**Records excerpted from a collection**
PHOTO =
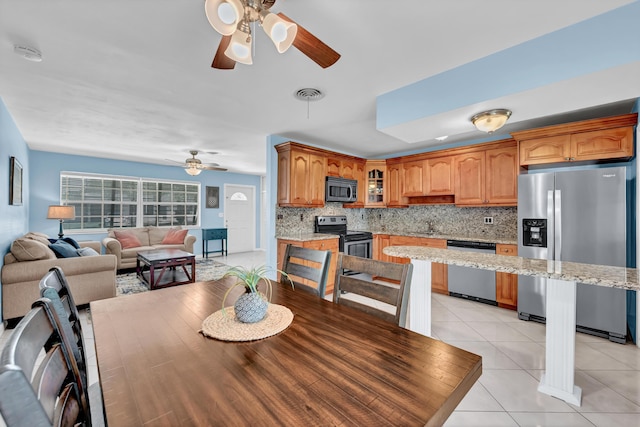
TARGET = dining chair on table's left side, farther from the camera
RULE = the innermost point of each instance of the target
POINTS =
(57, 294)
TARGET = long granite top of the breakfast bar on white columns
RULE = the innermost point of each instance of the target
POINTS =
(614, 277)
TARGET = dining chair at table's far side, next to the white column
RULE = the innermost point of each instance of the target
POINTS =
(359, 281)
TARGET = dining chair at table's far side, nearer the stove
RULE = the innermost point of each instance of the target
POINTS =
(310, 265)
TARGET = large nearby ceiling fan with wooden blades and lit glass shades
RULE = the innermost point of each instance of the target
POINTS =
(232, 19)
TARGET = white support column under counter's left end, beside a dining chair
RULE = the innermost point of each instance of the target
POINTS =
(419, 310)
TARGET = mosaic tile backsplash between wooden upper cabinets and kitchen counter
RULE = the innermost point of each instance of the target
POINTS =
(444, 219)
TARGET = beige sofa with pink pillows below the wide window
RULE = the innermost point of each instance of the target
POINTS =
(150, 238)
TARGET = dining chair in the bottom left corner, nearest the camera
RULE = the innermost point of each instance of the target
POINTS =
(38, 375)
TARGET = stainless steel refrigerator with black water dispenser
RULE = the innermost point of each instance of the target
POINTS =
(577, 216)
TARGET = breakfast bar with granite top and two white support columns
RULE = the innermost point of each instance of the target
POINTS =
(562, 279)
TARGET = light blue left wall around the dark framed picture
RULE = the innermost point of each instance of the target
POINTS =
(14, 220)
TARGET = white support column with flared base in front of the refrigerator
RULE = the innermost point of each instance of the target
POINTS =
(558, 379)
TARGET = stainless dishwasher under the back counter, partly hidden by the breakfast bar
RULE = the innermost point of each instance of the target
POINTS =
(472, 283)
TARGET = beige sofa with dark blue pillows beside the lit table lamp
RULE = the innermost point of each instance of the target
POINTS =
(90, 277)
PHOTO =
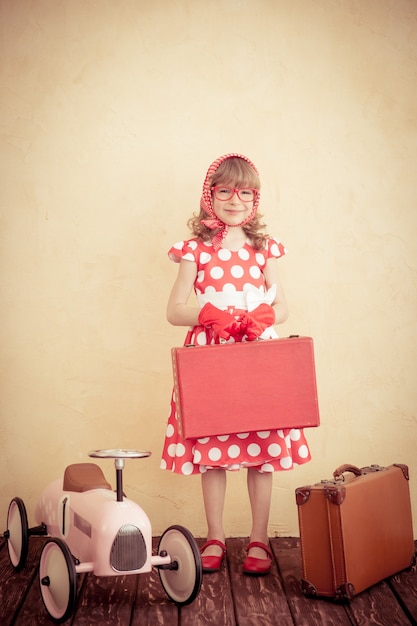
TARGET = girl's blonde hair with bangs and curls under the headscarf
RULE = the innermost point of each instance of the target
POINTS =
(234, 172)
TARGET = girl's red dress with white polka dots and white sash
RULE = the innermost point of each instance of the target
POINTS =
(232, 281)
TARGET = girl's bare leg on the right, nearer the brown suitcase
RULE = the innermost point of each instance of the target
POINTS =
(260, 491)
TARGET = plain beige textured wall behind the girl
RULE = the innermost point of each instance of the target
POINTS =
(111, 111)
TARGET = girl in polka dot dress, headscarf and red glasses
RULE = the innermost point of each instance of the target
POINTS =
(232, 266)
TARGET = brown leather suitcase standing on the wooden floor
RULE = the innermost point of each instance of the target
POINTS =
(355, 530)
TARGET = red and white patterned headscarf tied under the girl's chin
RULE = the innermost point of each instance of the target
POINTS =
(206, 202)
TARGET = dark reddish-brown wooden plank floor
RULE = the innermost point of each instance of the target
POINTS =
(227, 598)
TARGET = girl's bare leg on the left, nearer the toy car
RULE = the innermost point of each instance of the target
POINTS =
(213, 484)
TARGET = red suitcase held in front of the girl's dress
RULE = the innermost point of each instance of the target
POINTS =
(240, 387)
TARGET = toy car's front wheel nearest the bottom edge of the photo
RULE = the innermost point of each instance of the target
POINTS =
(58, 579)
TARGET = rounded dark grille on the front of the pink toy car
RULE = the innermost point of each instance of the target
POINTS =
(128, 551)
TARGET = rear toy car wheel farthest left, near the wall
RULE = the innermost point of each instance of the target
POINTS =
(17, 533)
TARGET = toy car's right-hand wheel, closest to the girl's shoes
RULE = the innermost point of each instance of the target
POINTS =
(182, 578)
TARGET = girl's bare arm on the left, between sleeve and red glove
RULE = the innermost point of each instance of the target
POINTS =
(178, 311)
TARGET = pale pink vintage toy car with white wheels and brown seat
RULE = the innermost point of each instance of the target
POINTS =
(95, 529)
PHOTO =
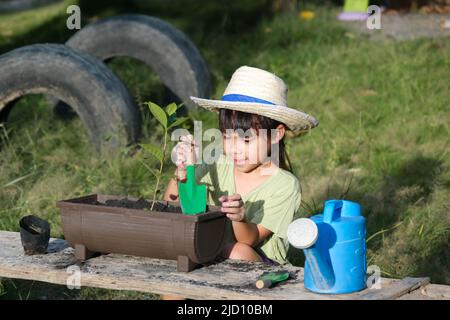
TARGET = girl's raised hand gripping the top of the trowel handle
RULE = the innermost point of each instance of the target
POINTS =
(185, 154)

**ABOUT THIS TASK**
Copy nothing but the lines from the top of the data down to the line containing "TARGET = dining chair at table's far side, nearer", and leave the pictures out.

**EXPECTED ANSWER**
PHOTO =
TARGET = dining chair on table's left side, farther from the camera
RULE = the innermost point of each instance of the target
POINTS =
(57, 294)
TARGET = long granite top of the breakfast bar on white columns
RULE = the innermost point of each instance of the target
POINTS =
(614, 277)
TARGET = dining chair at table's far side, next to the white column
RULE = the innermost point of each instance of the target
POINTS =
(359, 281)
TARGET = dining chair at table's far side, nearer the stove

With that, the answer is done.